_ACTION ITEM_.
Every record below should appear in your answer, copied exactly.

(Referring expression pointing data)

##########

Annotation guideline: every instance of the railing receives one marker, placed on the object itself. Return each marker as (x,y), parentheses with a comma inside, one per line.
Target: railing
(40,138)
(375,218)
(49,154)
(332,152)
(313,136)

##########

_RESULT_.
Annotation guideline: every instance of the railing receives one marker, placed on the object itself. Return each marker as (x,y), parentheses with a comma inside, one per line.
Target: railing
(40,138)
(375,218)
(49,154)
(332,152)
(313,136)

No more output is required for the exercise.